**Quoted text**:
Jim Chaney breaks out the crayon box.

Last week, I fretted about Georgia’s offense being somewhat predictable due to Jake Fromm’s limits.

Speaking of pre-snap reads, those are even easier for Fromm to handle when he’s making them from the shotgun or pistol rather than under center.  Given his background and experience, that’s hardly surprising.  Unfortunately, that can make for predictable playcalling.

Looking at last week’s game against Samford, Georgia broke away from at least one tendency it had the game prior against Notre Dame. Georgia increased its plays from under center with its first-team offense. In total, the Bulldogs ran 21 plays under center compared to 30 plays in the shotgun against Samford.

While Smart said switching between shotgun and from under center is “overrated” when it comes to analysis, it does play a part in what the opposition is trying to find out.

“They can look at those things, see it, try to get tendencies off it,” Smart said. “I think every coach in America is trying to break his tendencies.”

**Extracted data**:

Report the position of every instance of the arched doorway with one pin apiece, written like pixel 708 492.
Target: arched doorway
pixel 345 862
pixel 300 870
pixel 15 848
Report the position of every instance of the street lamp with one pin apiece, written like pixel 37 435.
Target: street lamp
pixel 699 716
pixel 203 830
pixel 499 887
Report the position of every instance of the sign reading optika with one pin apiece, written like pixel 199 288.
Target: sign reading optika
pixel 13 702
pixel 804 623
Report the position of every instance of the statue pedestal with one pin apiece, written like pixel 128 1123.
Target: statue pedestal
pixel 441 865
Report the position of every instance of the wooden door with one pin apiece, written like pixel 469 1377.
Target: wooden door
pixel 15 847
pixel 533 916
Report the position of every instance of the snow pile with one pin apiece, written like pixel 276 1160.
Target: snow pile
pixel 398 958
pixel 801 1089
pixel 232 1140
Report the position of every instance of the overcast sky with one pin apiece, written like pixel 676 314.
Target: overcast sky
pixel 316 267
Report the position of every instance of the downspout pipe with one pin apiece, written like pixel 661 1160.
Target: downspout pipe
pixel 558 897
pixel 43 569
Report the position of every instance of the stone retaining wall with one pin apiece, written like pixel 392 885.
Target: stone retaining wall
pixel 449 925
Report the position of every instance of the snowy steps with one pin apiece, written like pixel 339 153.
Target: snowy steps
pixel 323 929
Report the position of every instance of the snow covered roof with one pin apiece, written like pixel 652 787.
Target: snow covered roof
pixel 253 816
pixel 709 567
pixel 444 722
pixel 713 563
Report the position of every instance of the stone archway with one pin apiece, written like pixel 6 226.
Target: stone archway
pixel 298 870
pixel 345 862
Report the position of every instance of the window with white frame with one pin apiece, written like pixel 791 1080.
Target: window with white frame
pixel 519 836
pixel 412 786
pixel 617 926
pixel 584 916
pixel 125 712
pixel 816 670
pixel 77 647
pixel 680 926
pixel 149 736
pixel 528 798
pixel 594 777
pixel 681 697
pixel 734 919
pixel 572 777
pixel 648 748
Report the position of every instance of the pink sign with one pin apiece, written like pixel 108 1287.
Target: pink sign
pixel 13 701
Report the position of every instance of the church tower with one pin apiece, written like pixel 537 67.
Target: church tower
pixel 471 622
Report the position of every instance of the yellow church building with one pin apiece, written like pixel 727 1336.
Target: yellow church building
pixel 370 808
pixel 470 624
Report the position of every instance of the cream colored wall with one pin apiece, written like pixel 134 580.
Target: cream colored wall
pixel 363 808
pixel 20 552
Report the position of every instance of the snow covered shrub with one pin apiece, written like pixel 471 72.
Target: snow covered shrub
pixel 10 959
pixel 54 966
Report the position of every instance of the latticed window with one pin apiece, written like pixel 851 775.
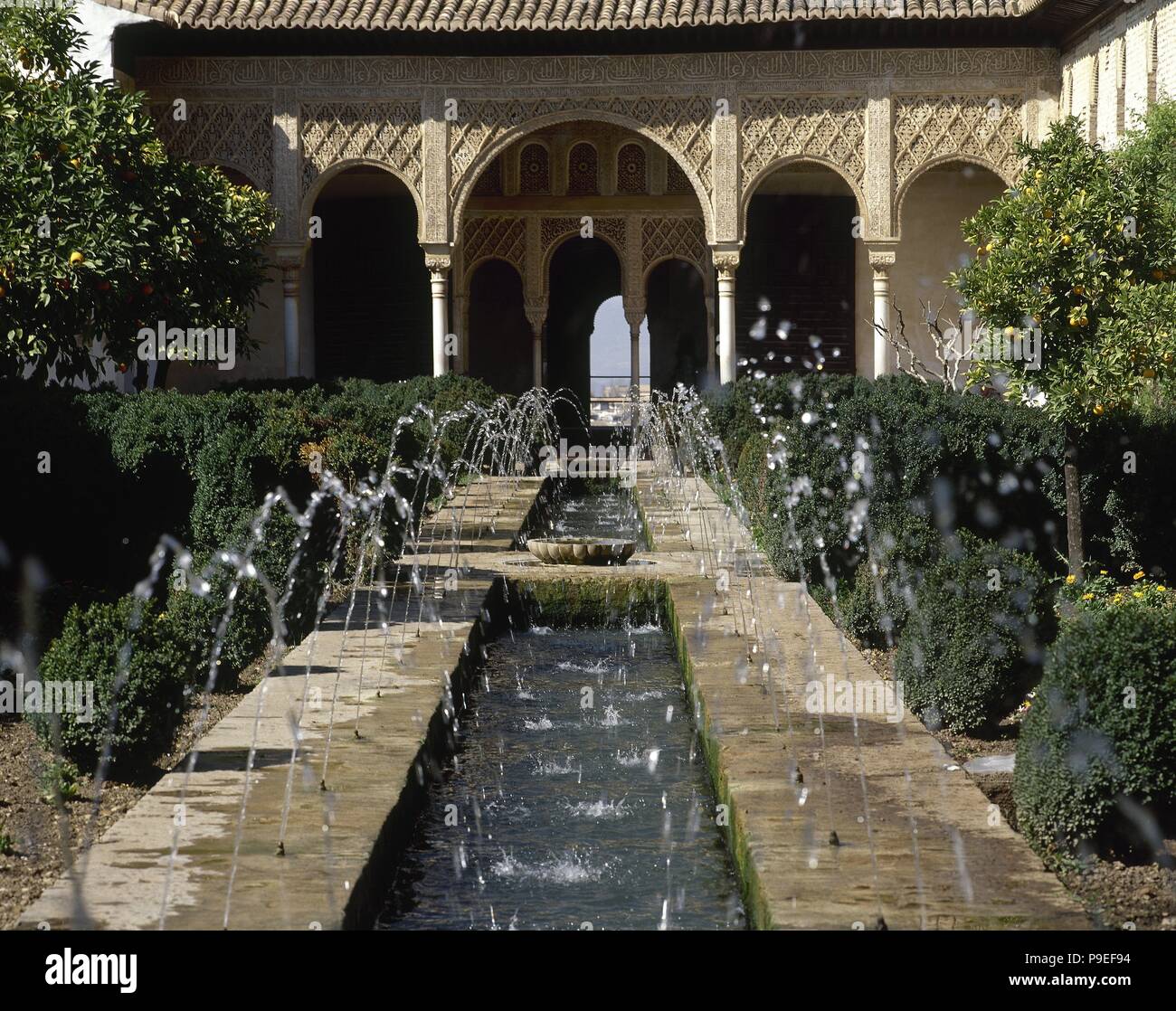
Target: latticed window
pixel 534 169
pixel 675 179
pixel 631 168
pixel 489 183
pixel 583 171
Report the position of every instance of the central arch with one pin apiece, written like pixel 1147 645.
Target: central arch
pixel 486 156
pixel 583 274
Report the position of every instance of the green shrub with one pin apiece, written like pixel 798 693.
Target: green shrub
pixel 1088 760
pixel 148 702
pixel 972 645
pixel 59 780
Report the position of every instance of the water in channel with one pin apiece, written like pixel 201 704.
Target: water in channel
pixel 576 798
pixel 588 510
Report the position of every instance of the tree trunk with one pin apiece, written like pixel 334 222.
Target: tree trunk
pixel 1075 552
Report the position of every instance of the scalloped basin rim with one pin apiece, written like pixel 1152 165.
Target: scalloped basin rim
pixel 595 552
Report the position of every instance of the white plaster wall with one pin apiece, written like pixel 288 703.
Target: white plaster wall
pixel 99 23
pixel 930 247
pixel 267 363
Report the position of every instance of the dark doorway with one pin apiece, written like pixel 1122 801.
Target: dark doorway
pixel 677 310
pixel 583 273
pixel 796 274
pixel 372 316
pixel 500 339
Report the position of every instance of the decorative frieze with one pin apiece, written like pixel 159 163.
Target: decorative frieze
pixel 682 73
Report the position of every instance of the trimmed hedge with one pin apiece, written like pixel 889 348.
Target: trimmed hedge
pixel 128 469
pixel 975 639
pixel 151 700
pixel 927 461
pixel 1086 761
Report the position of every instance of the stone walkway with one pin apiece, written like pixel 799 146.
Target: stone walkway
pixel 835 822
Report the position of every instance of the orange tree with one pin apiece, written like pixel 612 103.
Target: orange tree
pixel 1083 248
pixel 102 233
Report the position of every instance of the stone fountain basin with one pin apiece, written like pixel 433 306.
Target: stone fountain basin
pixel 583 553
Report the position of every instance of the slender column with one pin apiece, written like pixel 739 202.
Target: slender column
pixel 289 258
pixel 461 330
pixel 439 285
pixel 881 261
pixel 712 374
pixel 536 313
pixel 289 295
pixel 634 316
pixel 727 263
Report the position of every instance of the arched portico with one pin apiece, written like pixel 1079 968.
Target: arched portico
pixel 518 214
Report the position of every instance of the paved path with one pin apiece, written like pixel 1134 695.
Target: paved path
pixel 916 843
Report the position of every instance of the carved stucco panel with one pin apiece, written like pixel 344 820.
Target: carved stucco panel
pixel 388 133
pixel 831 128
pixel 502 238
pixel 683 238
pixel 235 134
pixel 928 128
pixel 681 122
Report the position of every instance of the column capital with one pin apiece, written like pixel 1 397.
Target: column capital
pixel 289 255
pixel 726 262
pixel 536 316
pixel 438 263
pixel 882 254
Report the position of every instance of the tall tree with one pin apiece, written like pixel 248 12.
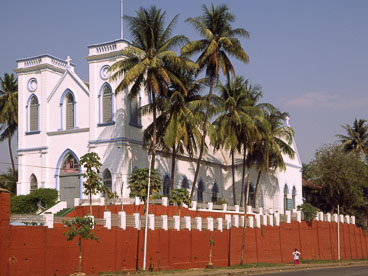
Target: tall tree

**Tasks to perform**:
a) In the text about Georgia's offense, how many plays did the Bulldogs run from under center against Samford?
b) Carry on the text about Georgia's offense and Jake Fromm, picking up after its last sentence.

**Responses to the exercise**:
a) 21 plays.

b)
But the reason for noting the number of plays under center and out of the shotgun in the Samford game is important for one particular reason. Of the 21 plays under center, quarterback Jake Fromm threw from this spot zero times.

Fromm received only one passing call from under center against Notre Dame and he was sacked on the play.

The tendency here is that Fromm isn’t going to throw the ball when Georgia is under center.

All you can do is all you can do, obviously, and, to be fair, Georgia was going to run the ball down Samford’s throat no matter what formation in which it lined up.  Still, with an opponent like Mississippi State, which showed last week it does an excellent job with its game prep, that’s got to be a major concern.  Maybe Chaney deserves to be cut a little more slack than he gets.

Instead, it looks like a certain former Georgia defensive coordinator got baited.

During the week of practice, Georgia’s offense practiced the flea-flicker play over and over.

On Thursday, the offense was told it would begin Saturday’s 31-3 win over Mississippi State with the particular play. It was something head coach Kirby Smart saw on film that he believed would work early in the game. Plus, taking a deep shot that early might soften Mississippi State’s box against the run…

On the play, quarterback Jake Fromm lined up under the center on what looked like a run play. After all, Fromm did not attempt a pass from under center the week before against Samford. Mississippi State loaded the box to prevent the run in response.

Fromm handed the ball off to running back Nick Chubb, who then pitched the ball back to Fromm. Godwin was left wide open for what turned into a 59-yard touchdown reception.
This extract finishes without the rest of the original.